_TEXTO DEL EJERCICIO_:

━━━━━━━━━━

Mi amigo Benito, fotógrafo castizo que se fogueó en el desaparecido diario Pueblo y seguía dando guerra en este siglo XXI, fue un pionero en detectar las soledades que paradójicamente provocan las llamadas «redes sociales». Al ver a su familia cada vez más abismada en sus móviles y ordenadores, colocó un post it irónico en la puerta de la nevera, que rezaba así: «Soy Benito, vuestro padre, ¡podéis encontrarme en Facebook!».
El peor de los teléfonos móviles actuales supera en 134 millones de veces la memoria de la computadora del Apolo 11, el cohete que llevó al hombre a la Luna en 1969. El móvil es una bendición en algunos aspectos. Liquida el aburrimiento de las esperas, pues podemos leer lo que queramos, o ver videos. Portamos el conocimiento universal en la palma de la mano. El teléfono nos informa también del tiempo, las rutas y mapas, nos ofrecen mensajería, pagamos con él, hacemos fotos… Todo es además aparentemente gratuito (aunque abonamos un precio oculto muy alto: la minería de datos de los gigantes tecnológicos monopolísticos, que mercadean con nuestra intimidad, nos conocen mejor que nuestras parejas y hasta venden nuestros hábitos de consumo a futuro).
El móvil ha cambiado nuestras vidas y ha provocado un efecto psicológico imprevisto: una epidemia de déficit de atención galopante y una dependencia que cada vez se parece más a una forma de adicción. Hace unos días salí apurado de casa y se me olvidó el teléfono. No tuve oportunidad de regresar a recogerlo hasta tres horas más tarde. Durante ese tiempo de descompresión digital la sensación era como si me hubiesen amputado un apéndice. Estamos como el difunto Shane MacGowan y la botella: enganchados. Algunos estudios señalan que los españoles nos pasamos casi 6 horas de cada jornada dándole al móvil (35% del día). La media mundial es de 6 horas y 37 minutos.
Lo que ocurre en el móvil es ahora nuestra vida. A veces más que la propia vida real. Los adolescentes se muestran alérgicos a telefonear –a llamar y hablar–, prefieren los mensajes. Personas de todas las edades son incapaces de centrarse más de un minuto o dos en la conversación con el interlocutor cuyo careto tienen enfrente. Enseguida nuestra mano se desliza subrepticiamente hacia el teléfono y su pantalla, donde puede palpitar alguna novedad.

━━━━━━━━━━

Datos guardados

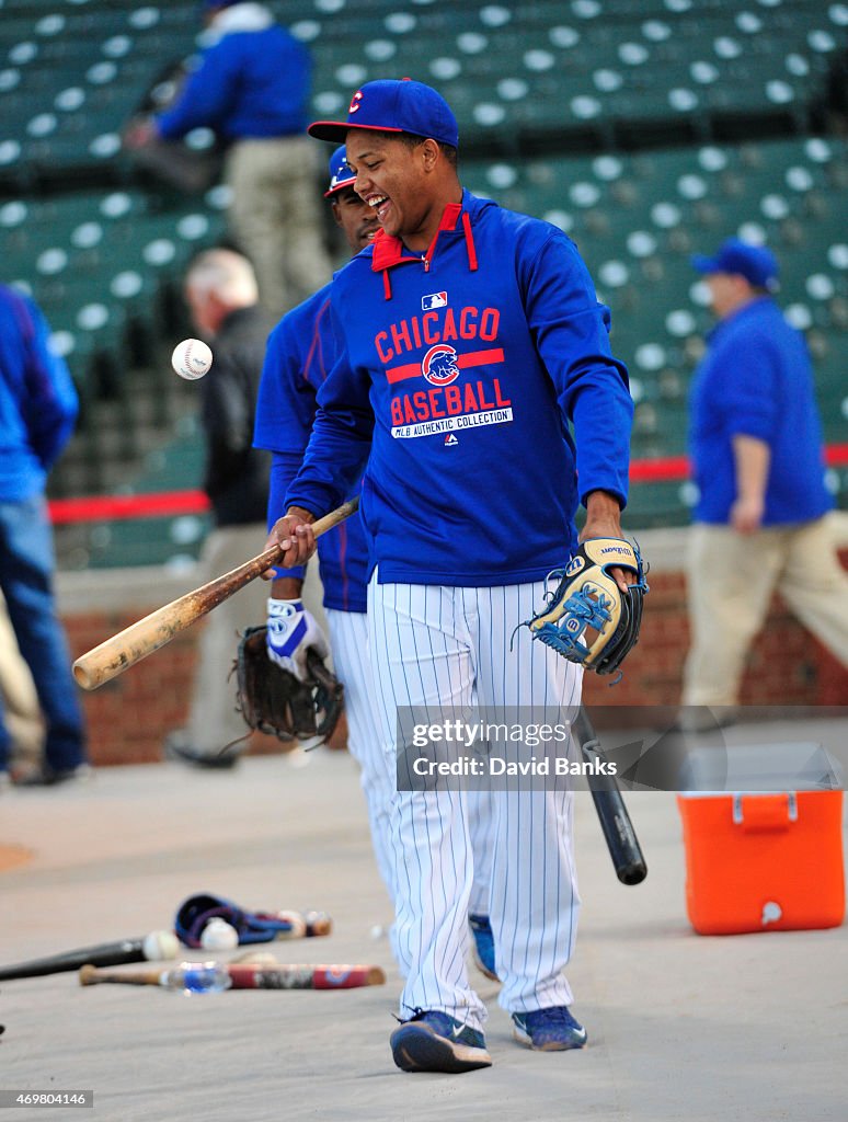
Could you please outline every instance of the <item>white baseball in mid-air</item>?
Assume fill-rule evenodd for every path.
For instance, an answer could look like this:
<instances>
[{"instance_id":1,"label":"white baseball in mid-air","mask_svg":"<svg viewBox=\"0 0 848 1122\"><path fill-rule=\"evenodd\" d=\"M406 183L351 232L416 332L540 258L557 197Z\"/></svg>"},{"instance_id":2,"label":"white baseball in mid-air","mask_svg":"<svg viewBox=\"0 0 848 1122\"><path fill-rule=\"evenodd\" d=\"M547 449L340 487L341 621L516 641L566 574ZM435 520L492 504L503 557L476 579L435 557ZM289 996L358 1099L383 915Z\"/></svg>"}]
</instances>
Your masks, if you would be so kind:
<instances>
[{"instance_id":1,"label":"white baseball in mid-air","mask_svg":"<svg viewBox=\"0 0 848 1122\"><path fill-rule=\"evenodd\" d=\"M220 916L213 916L201 931L201 947L204 950L232 950L238 945L239 932Z\"/></svg>"},{"instance_id":2,"label":"white baseball in mid-air","mask_svg":"<svg viewBox=\"0 0 848 1122\"><path fill-rule=\"evenodd\" d=\"M170 356L170 365L181 378L194 381L209 373L212 366L212 351L202 339L184 339L177 343Z\"/></svg>"},{"instance_id":3,"label":"white baseball in mid-air","mask_svg":"<svg viewBox=\"0 0 848 1122\"><path fill-rule=\"evenodd\" d=\"M166 958L176 958L179 951L179 939L173 931L150 931L141 945L145 958L150 963L163 963Z\"/></svg>"}]
</instances>

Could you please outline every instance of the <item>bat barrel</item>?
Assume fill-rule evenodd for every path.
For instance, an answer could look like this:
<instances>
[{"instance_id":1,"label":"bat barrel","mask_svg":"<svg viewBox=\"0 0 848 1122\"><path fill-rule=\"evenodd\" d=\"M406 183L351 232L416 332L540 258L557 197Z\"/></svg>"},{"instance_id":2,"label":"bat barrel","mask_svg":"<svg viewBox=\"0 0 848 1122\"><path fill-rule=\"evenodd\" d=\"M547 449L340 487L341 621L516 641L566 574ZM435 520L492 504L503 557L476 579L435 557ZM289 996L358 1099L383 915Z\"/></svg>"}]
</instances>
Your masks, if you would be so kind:
<instances>
[{"instance_id":1,"label":"bat barrel","mask_svg":"<svg viewBox=\"0 0 848 1122\"><path fill-rule=\"evenodd\" d=\"M332 530L349 517L359 506L359 497L343 503L338 509L331 511L313 524L316 537ZM229 599L233 592L255 580L261 573L275 565L280 558L280 549L273 545L265 552L246 561L231 572L216 577L202 588L196 588L166 604L149 616L131 624L125 631L108 638L100 646L81 655L73 664L74 678L84 690L94 690L103 682L117 678L130 666L146 659L148 654L158 651L169 643L174 636L190 627L208 611Z\"/></svg>"}]
</instances>

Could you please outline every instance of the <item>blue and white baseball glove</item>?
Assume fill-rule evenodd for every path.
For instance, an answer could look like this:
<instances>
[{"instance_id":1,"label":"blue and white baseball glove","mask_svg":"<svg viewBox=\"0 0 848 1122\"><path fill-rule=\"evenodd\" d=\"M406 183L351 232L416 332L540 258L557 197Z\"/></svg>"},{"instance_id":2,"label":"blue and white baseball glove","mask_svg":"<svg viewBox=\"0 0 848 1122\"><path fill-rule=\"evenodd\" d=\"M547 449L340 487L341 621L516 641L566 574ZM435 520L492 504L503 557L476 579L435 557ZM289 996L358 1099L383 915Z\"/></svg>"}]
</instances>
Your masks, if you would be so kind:
<instances>
[{"instance_id":1,"label":"blue and white baseball glove","mask_svg":"<svg viewBox=\"0 0 848 1122\"><path fill-rule=\"evenodd\" d=\"M330 653L324 633L302 600L268 600L266 643L271 662L301 682L310 680L308 652L314 651L320 659Z\"/></svg>"},{"instance_id":2,"label":"blue and white baseball glove","mask_svg":"<svg viewBox=\"0 0 848 1122\"><path fill-rule=\"evenodd\" d=\"M623 592L610 569L627 569L635 582ZM648 591L638 549L620 537L589 537L559 579L542 611L525 620L533 638L598 674L611 674L636 646L642 605Z\"/></svg>"}]
</instances>

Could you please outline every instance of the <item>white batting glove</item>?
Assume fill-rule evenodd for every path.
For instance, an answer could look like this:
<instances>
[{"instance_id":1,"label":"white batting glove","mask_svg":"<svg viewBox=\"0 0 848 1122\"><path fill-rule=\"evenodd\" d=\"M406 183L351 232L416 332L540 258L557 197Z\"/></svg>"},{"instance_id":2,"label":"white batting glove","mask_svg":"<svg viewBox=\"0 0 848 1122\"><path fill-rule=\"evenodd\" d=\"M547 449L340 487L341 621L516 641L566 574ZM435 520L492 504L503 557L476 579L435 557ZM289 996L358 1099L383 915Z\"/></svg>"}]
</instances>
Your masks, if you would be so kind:
<instances>
[{"instance_id":1,"label":"white batting glove","mask_svg":"<svg viewBox=\"0 0 848 1122\"><path fill-rule=\"evenodd\" d=\"M268 657L305 682L306 655L312 649L325 659L330 653L324 633L303 606L303 600L268 600Z\"/></svg>"}]
</instances>

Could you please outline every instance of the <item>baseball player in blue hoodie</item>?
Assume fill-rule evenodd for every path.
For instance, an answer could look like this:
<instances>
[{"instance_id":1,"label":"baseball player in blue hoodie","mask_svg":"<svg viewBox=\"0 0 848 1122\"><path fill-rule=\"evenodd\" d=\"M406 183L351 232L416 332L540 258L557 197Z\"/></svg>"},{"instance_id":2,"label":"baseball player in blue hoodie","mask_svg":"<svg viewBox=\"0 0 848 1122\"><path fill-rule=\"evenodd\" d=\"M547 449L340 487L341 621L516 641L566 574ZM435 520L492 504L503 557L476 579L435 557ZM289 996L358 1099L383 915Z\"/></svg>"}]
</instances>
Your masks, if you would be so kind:
<instances>
[{"instance_id":1,"label":"baseball player in blue hoodie","mask_svg":"<svg viewBox=\"0 0 848 1122\"><path fill-rule=\"evenodd\" d=\"M402 707L579 703L579 665L520 640L510 654L509 637L575 550L579 503L583 539L620 537L633 403L574 245L463 191L457 121L436 91L370 82L347 121L308 131L345 141L380 232L333 282L340 355L269 543L285 564L303 563L311 523L352 493L367 462L369 652L394 776ZM520 1043L580 1048L587 1033L562 973L579 910L573 793L508 790L494 803L499 1003ZM390 1042L407 1072L491 1063L464 965L467 809L463 791L393 798L405 984Z\"/></svg>"},{"instance_id":2,"label":"baseball player in blue hoodie","mask_svg":"<svg viewBox=\"0 0 848 1122\"><path fill-rule=\"evenodd\" d=\"M353 190L351 171L341 146L330 159L330 200L333 218L351 252L374 241L379 222L372 208ZM330 285L293 309L268 340L256 411L255 445L273 453L268 524L285 513L285 496L297 475L317 411L316 395L335 360L337 343L330 318ZM348 746L361 767L371 839L380 875L394 900L394 861L389 846L389 807L394 783L382 760L374 714L375 689L363 653L368 645L366 604L368 543L361 518L354 515L324 534L317 548L324 609L330 627L335 670L344 683ZM302 674L298 660L312 645L326 646L315 620L301 599L303 568L275 571L268 600L268 654L286 670ZM488 802L479 793L472 815L474 886L469 902L472 954L478 967L495 978L495 948L488 917L490 838Z\"/></svg>"}]
</instances>

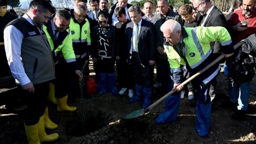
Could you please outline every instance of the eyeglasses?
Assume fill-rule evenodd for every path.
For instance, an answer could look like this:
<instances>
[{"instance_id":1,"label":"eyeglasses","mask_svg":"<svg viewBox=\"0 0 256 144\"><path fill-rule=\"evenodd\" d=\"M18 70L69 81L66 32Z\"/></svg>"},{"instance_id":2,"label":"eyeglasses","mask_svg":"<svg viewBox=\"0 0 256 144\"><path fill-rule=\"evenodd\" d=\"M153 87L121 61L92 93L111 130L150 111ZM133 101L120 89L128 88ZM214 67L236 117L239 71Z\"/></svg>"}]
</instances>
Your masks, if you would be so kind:
<instances>
[{"instance_id":1,"label":"eyeglasses","mask_svg":"<svg viewBox=\"0 0 256 144\"><path fill-rule=\"evenodd\" d=\"M202 2L198 5L198 6L197 6L197 7L195 7L195 10L196 10L196 11L198 10L198 7L200 6L200 5L201 5L202 3L203 3L203 1L202 1Z\"/></svg>"},{"instance_id":2,"label":"eyeglasses","mask_svg":"<svg viewBox=\"0 0 256 144\"><path fill-rule=\"evenodd\" d=\"M46 16L45 15L45 14L43 14L42 12L41 12L39 10L37 10L37 11L38 11L39 13L40 13L42 15L43 15L43 17L44 17L44 18L45 19L47 19L47 20L49 20L50 19L50 17L48 17L48 16Z\"/></svg>"},{"instance_id":3,"label":"eyeglasses","mask_svg":"<svg viewBox=\"0 0 256 144\"><path fill-rule=\"evenodd\" d=\"M104 23L106 23L107 22L107 21L106 20L104 20L104 21L99 21L99 23L101 24L101 23L102 23L102 22Z\"/></svg>"}]
</instances>

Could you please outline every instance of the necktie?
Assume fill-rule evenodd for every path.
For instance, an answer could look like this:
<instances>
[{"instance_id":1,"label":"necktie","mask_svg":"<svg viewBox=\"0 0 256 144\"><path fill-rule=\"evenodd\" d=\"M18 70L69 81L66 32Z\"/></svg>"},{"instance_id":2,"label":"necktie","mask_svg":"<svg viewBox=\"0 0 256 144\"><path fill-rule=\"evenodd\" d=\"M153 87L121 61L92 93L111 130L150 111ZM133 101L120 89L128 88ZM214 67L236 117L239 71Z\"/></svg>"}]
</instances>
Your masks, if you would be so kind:
<instances>
[{"instance_id":1,"label":"necktie","mask_svg":"<svg viewBox=\"0 0 256 144\"><path fill-rule=\"evenodd\" d=\"M56 39L57 39L57 35L58 34L58 30L55 30L55 33L54 33L54 41L56 41Z\"/></svg>"},{"instance_id":2,"label":"necktie","mask_svg":"<svg viewBox=\"0 0 256 144\"><path fill-rule=\"evenodd\" d=\"M203 19L202 19L202 23L204 23L204 21L205 20L205 18L207 16L207 14L205 14L203 17Z\"/></svg>"},{"instance_id":3,"label":"necktie","mask_svg":"<svg viewBox=\"0 0 256 144\"><path fill-rule=\"evenodd\" d=\"M136 28L135 29L135 50L138 52L138 37L139 31L139 25L136 24Z\"/></svg>"}]
</instances>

━━━━━━━━━━

_QUÉ SE PIDE_: Según el texto sobre el móvil, ¿cuánto tiempo al día pasan los españoles usando el teléfono, de acuerdo con algunos estudios? Responde basándote solo en el texto.

_RESPUESTA_: Casi 6 horas de cada jornada, el 35% del día.